◆ Ausgewählter Auszug

▶

Die Nordsee-Fischervereine stimmten einmütig zu, die Maßnahmen für einen Streik zu veranstalten. Volle Autobusse kamen von Maasholm, Kappeln, Arnis, Eckernförde und der Kieler Förde nach Travemünde. Auch von der Nordseeküste kamen die Abgeordneten der Vorstände der einzelnen Vereine. Abgesehen von einigen Querulanten wurde einmütig beschlossen, den Streik durchzuführen, damit sich die Herrschaften in Bonn einmal ein Bild davon machen konnten, was sich längst an den Küsten von Ost- und Nordsee von Schleswig-Holstein bis zur holländischen Grenze abspielte, um für die Existenz der Fischer zu kämpfen.

Unsere Demonstration auf dem vollen Rathausmarkt war ein großer Erfolg. In meiner Ansprache betonte ich, dass dies das erste Mal war, dass die Fischerei entlang der Küsten so stark für ihre Existenz kämpfen musste. Wir wollten damit verdeutlichen, dass die Fischer an den Küsten auch Menschen sind, die bereits schwer um ihr Überleben kämpfen und nicht noch durch unüberlegte Verfügungen zusätzlich belastet werden sollten.

Die ersten 8 Tage verlief der Streik reibungslos. Doch dann begann es in einigen Orten zu rumoren, da von Bonn aus keine Bewegung zu sehen war. Deshalb rief der Fischerei-Verband am 9. Tag zu einer Tagung mit den Vorständen der einzelnen Vereine nach Kiel auf. Christian Lorenz, der langjährige Vorsitzende des Eckernförder Fischereivereins, sprach mit Lorne Markward und mir darüber, ob er an dieser Tagung teilnehmen könnte. Wir stimmten beide zu, da wir ihn als eine wichtige Unterstützung für unsere Aufgabe sahen.

◀

◆ Übungsaufgabe A
Nenne alle Orte, aus denen laut dem Auszug über den Fischerstreik volle Autobusse nach Travemünde kamen.
◆ Übungsaufgabe B
Setze den Auszug über den Fischerstreik nach seinem letzten Satz um einige Sätze fort.
Für diese Aufgaben sind die Zeilen im Datenteil ohne Belang.

◆ Datenteil
▶

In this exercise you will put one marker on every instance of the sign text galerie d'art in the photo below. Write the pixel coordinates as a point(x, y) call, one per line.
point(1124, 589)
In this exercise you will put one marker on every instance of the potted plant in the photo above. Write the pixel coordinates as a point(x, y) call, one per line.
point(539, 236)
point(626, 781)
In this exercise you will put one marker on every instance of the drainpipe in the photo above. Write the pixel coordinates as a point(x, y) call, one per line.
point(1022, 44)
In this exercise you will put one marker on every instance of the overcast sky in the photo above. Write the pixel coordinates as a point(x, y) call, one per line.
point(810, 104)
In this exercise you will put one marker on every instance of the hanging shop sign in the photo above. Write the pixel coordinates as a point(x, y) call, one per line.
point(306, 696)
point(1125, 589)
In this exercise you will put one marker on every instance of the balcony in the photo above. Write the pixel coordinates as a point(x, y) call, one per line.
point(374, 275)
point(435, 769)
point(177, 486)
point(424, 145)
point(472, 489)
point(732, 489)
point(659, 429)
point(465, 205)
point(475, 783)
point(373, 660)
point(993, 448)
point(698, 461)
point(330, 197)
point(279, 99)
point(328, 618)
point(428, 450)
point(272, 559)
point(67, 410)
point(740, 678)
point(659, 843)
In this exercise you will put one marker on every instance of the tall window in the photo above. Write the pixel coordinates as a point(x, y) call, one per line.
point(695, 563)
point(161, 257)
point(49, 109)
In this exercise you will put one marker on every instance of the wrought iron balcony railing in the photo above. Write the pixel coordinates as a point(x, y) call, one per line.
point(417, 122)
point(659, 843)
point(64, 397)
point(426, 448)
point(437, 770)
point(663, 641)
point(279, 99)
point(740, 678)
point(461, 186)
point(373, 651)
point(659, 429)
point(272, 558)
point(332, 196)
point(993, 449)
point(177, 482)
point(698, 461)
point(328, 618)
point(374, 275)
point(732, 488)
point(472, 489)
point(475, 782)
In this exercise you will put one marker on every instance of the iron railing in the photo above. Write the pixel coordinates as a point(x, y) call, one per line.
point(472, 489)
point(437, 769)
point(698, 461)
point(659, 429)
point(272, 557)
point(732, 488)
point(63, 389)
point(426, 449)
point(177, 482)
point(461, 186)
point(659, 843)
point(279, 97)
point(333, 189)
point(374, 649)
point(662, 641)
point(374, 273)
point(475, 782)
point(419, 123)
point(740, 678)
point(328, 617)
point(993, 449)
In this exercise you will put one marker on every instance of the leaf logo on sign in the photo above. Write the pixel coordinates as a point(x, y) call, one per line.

◀

◆ Ausgabe A
Maasholm, Kappeln, Arnis, Eckernförde, Kieler Förde

◆ Ausgabe B
Auf dieser Tagung gab es Meinungsverschiedenheiten. Einige glaubten, dass die ganze Sache zwecklos sei und zu nichts führen würde. Dann sprach Christian Lorenz zu allen anwesenden Kameraden und sagte, dass niemand den Mut verlieren sollte. Was hier in die Wege geleitet wurde, sei einmalig und werde zum Erfolg führen. Aber so etwas könne nicht von einem Tag auf den anderen erreicht werden. Vor allem dürfe die Sache nicht mitten in den Verhandlungen durch Missmut und Feigheit zerstört oder unterbrochen werden. Diese Rede von Christian Lorenz brachte die Querulanten doch scheinbar zur Besinnung.

Ich ging mit Helmut Hoffmann von Maasholm nach draußen und sprach unter vier Augen mit ihm. Ich erzählte ihm, dass wir ständig in Verbindung standen und dass in Bonn doch allerlei in Bewegung sei. Ich sagte ihm, dass wir in ein paar Tagen den endgültigen Beschluss bekommen würden und dass es gut für uns stünde. Wir hätten unser Ziel erreicht, aber es dürfe nicht bekannt werden, ehe die Verhandlungen beendet seien. Ich bat ihn, seine Leute zu beruhigen und noch einige Tage durchzuhalten. Ich sagte ihm: „Helmut, du kannst dich auf mein Wort verlassen.“ Er meinte, es sei gut, dass ich ihn unterrichtet habe, und versprach, dafür zu sorgen, dass wir weiter durchhalten. Denn wenn es so ist, wie ich ihm erklärt habe, wäre es nicht zu verantworten, die Sache vorher abzubrechen. Ich erwähnte auch, dass wir in Eckernförde mit denselben Problemen zu kämpfen haben.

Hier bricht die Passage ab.